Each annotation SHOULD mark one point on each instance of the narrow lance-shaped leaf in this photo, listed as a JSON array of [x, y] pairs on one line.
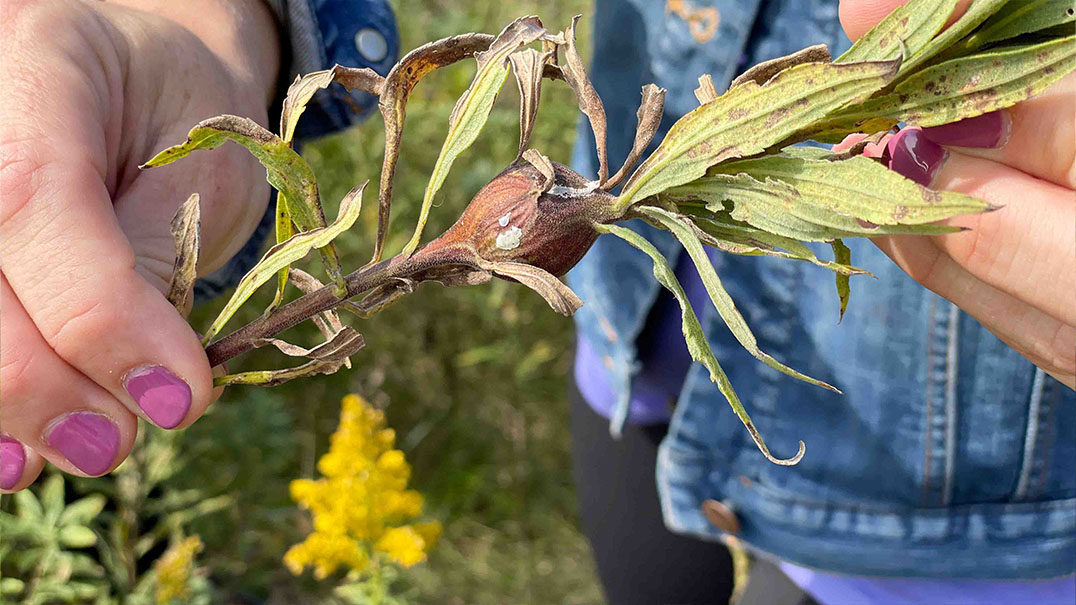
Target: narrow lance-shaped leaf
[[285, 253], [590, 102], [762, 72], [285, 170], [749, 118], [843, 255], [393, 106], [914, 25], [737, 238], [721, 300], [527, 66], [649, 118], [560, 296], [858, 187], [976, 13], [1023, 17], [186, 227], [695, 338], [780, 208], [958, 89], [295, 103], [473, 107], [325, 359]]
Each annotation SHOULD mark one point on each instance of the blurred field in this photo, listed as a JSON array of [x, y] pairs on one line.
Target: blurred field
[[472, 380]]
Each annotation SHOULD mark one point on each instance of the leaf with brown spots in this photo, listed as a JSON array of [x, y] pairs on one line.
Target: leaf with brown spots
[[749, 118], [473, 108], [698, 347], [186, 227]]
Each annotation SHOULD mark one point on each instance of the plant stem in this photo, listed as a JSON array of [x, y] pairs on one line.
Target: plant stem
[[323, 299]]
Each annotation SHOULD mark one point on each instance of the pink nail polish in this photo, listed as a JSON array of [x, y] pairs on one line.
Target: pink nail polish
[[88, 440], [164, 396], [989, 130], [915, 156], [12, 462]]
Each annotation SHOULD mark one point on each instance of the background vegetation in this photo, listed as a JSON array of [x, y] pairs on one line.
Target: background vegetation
+ + + + + + +
(Goal):
Copy the records above word for word, starting at the line that contains "of the leaf" and stopping after the line that contains "[[323, 299]]".

(Solution for this exercise):
Each annotation SHOULD mark one point on each instance of the leaf with brown spots in this photo, listed as a JSON array of [x, y] pairs on one line.
Target: leaf with brown spots
[[749, 118], [473, 108], [698, 347], [186, 227]]
Each annotation SHOULD mark one point on each instance of the plant stem in this photo, listed as a JSON array of [x, y] pairs on one line.
Target: plant stem
[[323, 299]]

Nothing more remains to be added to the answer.